▶ [O que fazer]
Você pode retomar a reportagem abaixo sobre os gêmeos de Cândido Godói e dar continuidade ao texto a partir da última frase?

▶ [Trecho da fonte]
══════

Ciência tenta explicar como uma cidade gaúcha tem tantos gêmeos

Na série sobre a "Cidade dos Gêmeos", veja a explicação da ciência para o fenômeno que acontece em Cândido Godói, no interior gaúcho

Cândido Godói é uma pequena cidade gaúcha que virou notícia por causa do grande número de gêmeos. O mistério levou as médicas geneticistas da UFGRS (Universidade Federal do Rio Grande do Sul) a entrarem em campo em busca de uma resposta.

Durante anos, lendas e teorias da conspiração se espalharam pela cidade. Histórias mirabolantes para tentar explicar a razão de tantos gêmeos surgiram aos montes. Algumas chegaram a apontar a água como culpada; outras lançaram desconfiança até sobre experimentos nazistas.

Mas depois de mais de 10 anos de pesquisas e exames, médicos e pesquisadores descartaram as hipóteses mais absurdas.

“O que acho que a gente conseguiu demonstrar de maneira cabal com nosso estudo, que foi feito a partir de 2008 e coordenado pela professora Lavínia, é que o fenômeno dos gêmeos em Cândido Godoi ocorre muito antes do Josef Mengele poder estar no Brasil, quando ele ainda estava certamente na Alemanha, e segue ocorrendo muito depois”, explica a geneticista Úrsula Matte.

“Quando a gente considerou a proporção, ou seja, o número de nascimentos gêmeos sobre o número total de nascimentos, isso não se modifica desde início do século 20, que é quando aquela comunidade se estabeleceu”, diz a geneticista Lavínia Schuler-Faccini

De acordo com Úrsula Matte, uma das questões que pode estar acontecendo em Cândido Godói “é que exista algum fator genético que facilite levar a termo uma gestação gemelar. 

”Porque isso seria um fator em comum com os dois tipos de gêmeos que tem origem distinta. Então a gente tem alguma evidência nesse sentido, mas a gente não pode bater o martelo de que é isso que tá acontecendo", avalia Úrsula Matte.



Para os pais da Valentina e da Isabela, a gestação gemelar foi uma surpresa. “Não temos casos na família, próximos muito menos. Então é de ancestrais mais antigos que tinham algum caso. Nunca esperávamos. Mas, graças a Deus, temos essas bonecas aí", diz o pai das meninas, o Francisco Bruno.

══════

▶ [Itens fornecidos]
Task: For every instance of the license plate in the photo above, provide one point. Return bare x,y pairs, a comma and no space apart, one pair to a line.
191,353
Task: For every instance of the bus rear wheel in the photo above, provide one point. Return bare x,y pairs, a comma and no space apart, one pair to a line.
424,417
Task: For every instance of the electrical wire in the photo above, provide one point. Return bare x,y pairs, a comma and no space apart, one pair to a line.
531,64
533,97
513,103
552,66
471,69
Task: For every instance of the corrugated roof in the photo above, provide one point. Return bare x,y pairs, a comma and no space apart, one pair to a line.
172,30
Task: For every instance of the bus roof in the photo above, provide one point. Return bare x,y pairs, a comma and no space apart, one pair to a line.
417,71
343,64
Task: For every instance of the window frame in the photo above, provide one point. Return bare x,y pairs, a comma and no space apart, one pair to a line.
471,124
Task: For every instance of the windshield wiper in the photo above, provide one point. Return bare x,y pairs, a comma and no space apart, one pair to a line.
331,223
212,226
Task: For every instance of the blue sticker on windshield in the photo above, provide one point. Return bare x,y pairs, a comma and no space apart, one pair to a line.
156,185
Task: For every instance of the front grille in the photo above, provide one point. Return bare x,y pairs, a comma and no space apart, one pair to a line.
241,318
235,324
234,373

══════

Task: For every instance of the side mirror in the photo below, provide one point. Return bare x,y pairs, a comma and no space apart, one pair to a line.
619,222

══════

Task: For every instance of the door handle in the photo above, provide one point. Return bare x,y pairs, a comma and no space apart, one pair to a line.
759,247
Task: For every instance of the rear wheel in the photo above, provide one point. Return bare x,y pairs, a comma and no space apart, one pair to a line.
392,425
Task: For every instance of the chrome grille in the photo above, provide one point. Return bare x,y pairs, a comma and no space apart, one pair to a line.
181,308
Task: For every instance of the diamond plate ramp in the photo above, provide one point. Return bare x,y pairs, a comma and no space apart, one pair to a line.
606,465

══════

▶ [Resultado]
As meninas são orgulho e a maior paixão dos pais.. “É uma benção, não tem muita explicação porque a gente não imaginou que teríamos gêmeas. Mas são maravilhosas”, conta Mariane Jobim, mãe das meninas.

E adivinha quem fez o parto da Valentina e da Isabela? O doutor Anencir, que também é tio avô delas. Segundo o principal obstetra da cidade, o nascimento de gêmeos por ali já não é mais o mesmo da década de 90.

“Agora nós estamos normal, então isso aí que chama atenção. Se aquelas mulheres tivessem, o gene T52, elas provavelmente deixariam essa herança para as futuras filhas, e o fenômeno iria continuar existindo”, explica o médico Anecir Flores da Silva.

“Mas como não é assim, o fenômeno já passou daquela década, então pensa-se que possa haver ou um engano, ou temos que fazer melhores estudos, com maior apuramento dos fatos”, avalia.

Ao contrário de Cândido Godói, os números no brasil mostram um aumento nas gestações duplas. De acordo com o Sinasc (sistema de informações sobre nascidos vivos), entre 2018 e 2019, o país registrou mais de 60 mil nascimentos de gêmeos. 

A USP (Universidade de São Paulo) também estudou esse crescimento. Só na maior cidade do país, entre 2003 e 2014, houve um salto de 10 para 13 a cada mil novos nascimentos.  Segundo o IBGE, o aumento foi de mais de 28% nos últimos dez anos.

E isso também é explicado pela ciência. A reprodução assistida é o principal fator para o crescimento. 

“No nosso mundo ocidental, como se diz, o principal fator que levou ao aumento de nascimentos gemelares é a fertilização assistida”, explica a geneticista Lavínia Schuler-Faccini

Enquanto isso, a água na fonte da fertilidade de Cândido Godói continua jorrando, e as curiosidades na terra dos gêmeos seguem se multiplicando com o tempo.